Referring expression pointing data
........

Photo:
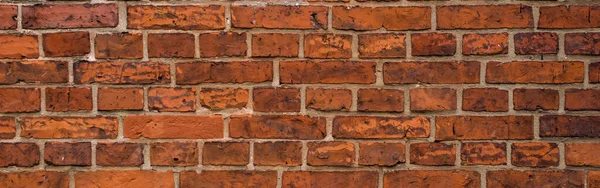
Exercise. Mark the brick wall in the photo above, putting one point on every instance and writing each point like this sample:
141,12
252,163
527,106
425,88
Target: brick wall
331,93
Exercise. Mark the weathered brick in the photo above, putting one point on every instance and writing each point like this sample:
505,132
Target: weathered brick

........

### ACTION ITEM
Any pictures should be dropped; transcribe the rest of the records above exactly.

### EXERCISE RESULT
Photo:
Exercise. Mark the brick wall in the photo above, putting one point on every instance and writing each point like this sample:
141,12
252,163
527,106
425,88
Target: brick wall
331,93
Exercise. Mark the weathered brick in the photo above, putting one point on every instance and writing each point like this sample:
505,132
Target: weathered brick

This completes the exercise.